_Passage to read_:
begin

Fads, Trends and Principles-What Guides Your Life?

Futurist David Zach relates some powerful insights about the importance of living our lives on the basis of enduring principles rather than on fads or trends. But fads and trends are powerful influencers in our culture. Why?

 

“When looking at the world, you can divide much of it into Fads, Trends or Principles. A little mantra for this is that we should Play with Fads, Work with Trends, and Live by Principles. This is easier said than done because in modern times we are too often Seduced by Fads, Ignorant of Trends and Resistant to Principles.

FADS

Fads are all about being in a moment in time, particularly to enjoy that moment. In that sense, they are very nice things because they are very human things. Fads can burn if they are held too close, seen as truth, or embraced as a lifestyle. If put in their proper place, fads are great.

Because of our economic and social obsession with trends, it’s not really surprising that there’s an almost equal and opposite reaction in our modern obsession with fads. Too much of anything will cause a reaction, often in the opposite direction. Even worse, we often suppose that fads are trends. Fads are marketed as the next wave of the future, oddly one right after another.

“You can never get enough of what you really don’t need.” Eric Hoffer

Fads often go with adolescence — to do something different, to be bored with the same old thing, especially when the culture and economy join forces to help convince you that new is better, and old is, well, old. They are also about attention– people who start or lead fads are all about capturing attention. Why would someone embrace a fad if no one else would notice? In an attention-based economy (only when I get your attention can I get your money) fads are lucrative because of the constant turnover of what is cool.

“There is nothing culturally more subversive than the modern commerce of quick turnover in ideas.” Philip Rieff

Fads give the illusion of progress. They are anchors that stop movement, discouraging it, except when it is to move away from whatever is expected of you and rejecting what’s already in place. Fads are less about creativity than they are about reaction. Art and artists are often quick to reject the traditional in favor of their new visions. Fads are popular with modern artists and that attitude spreads into business and culture, though they would be the first to deny it. Fads pretend to be trends.

“To do just the opposite is also a form of imitation.” Georg Christoph Lichtenberg

We should play with fads because they can be fun and help us to enjoy life. From styles of clothing to styles of culture, they are about being in the moment of life and reveling in being alive. Just keep them in perspective.

end

_Set tasks_:
a - Translate this sentence from the passage on fads, trends and principles into Spanish: "Fads give the illusion of progress."
b - Reproduce everything in the passage on fads, trends and principles from "Fads are all about being" down to "fads are great.", renaming "moment" as "instant" throughout.

_Provided information_:
begin

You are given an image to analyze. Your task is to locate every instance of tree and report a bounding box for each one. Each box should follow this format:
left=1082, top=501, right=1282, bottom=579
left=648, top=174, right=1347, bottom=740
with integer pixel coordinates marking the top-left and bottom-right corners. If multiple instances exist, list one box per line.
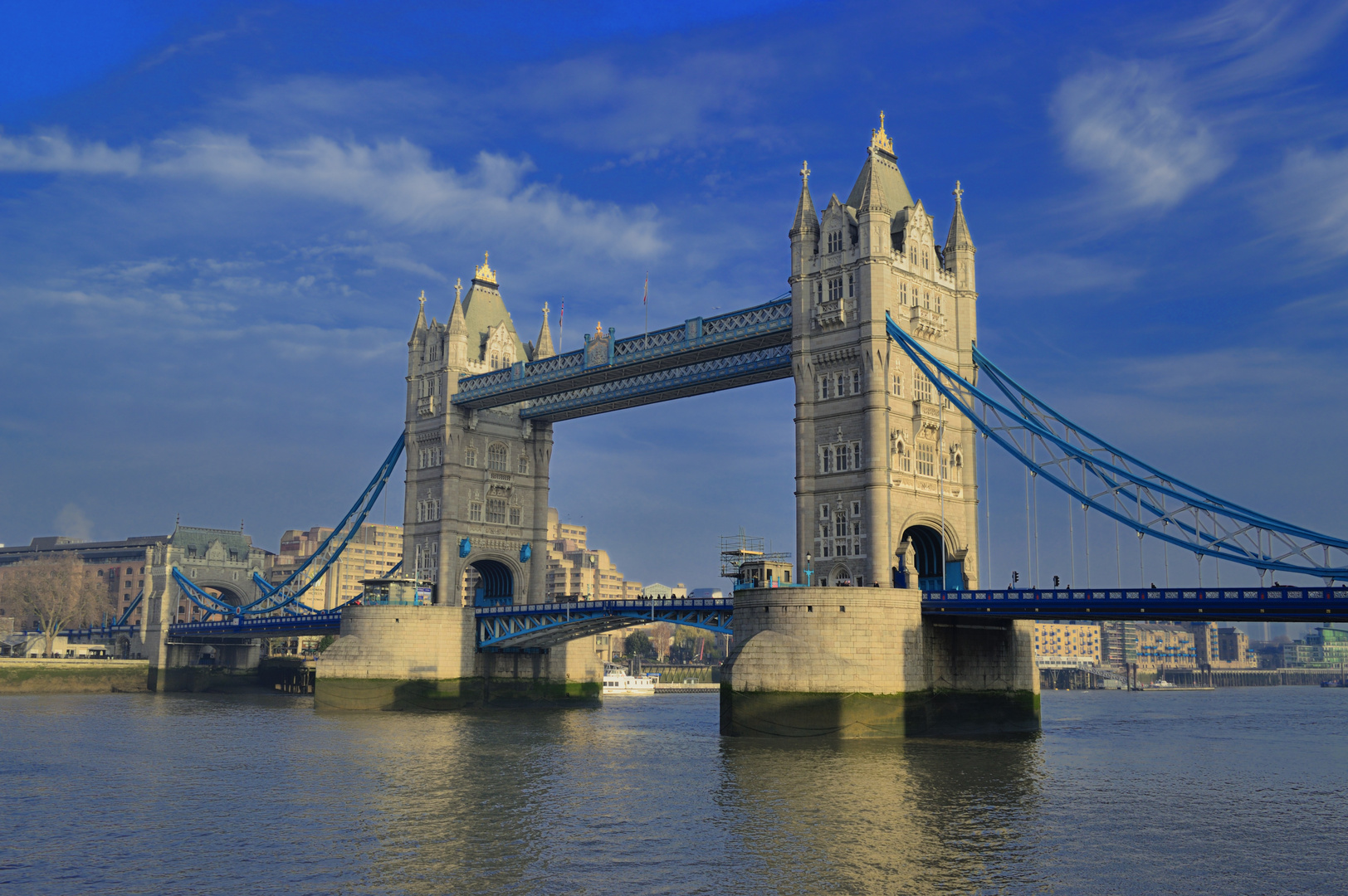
left=2, top=555, right=110, bottom=656
left=623, top=632, right=655, bottom=659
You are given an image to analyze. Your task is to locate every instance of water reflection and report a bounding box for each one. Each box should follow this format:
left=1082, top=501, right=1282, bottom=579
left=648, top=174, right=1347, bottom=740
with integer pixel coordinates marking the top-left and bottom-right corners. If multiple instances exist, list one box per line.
left=719, top=740, right=1042, bottom=894
left=0, top=689, right=1348, bottom=896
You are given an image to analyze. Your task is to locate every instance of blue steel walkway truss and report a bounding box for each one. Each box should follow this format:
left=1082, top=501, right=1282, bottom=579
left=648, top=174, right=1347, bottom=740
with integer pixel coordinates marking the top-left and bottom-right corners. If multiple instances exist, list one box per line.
left=922, top=587, right=1348, bottom=622
left=477, top=598, right=735, bottom=650
left=452, top=294, right=791, bottom=421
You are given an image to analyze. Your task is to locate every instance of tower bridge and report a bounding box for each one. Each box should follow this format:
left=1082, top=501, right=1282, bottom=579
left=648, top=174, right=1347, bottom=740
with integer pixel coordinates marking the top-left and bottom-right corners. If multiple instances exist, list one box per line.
left=115, top=121, right=1348, bottom=736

end

_Replies_:
a - Las modas dan la ilusión de progreso.

b -
Fads are all about being in a instant in time, particularly to enjoy that instant. In that sense, they are very nice things because they are very human things. Fads can burn if they are held too close, seen as truth, or embraced as a lifestyle. If put in their proper place, fads are great.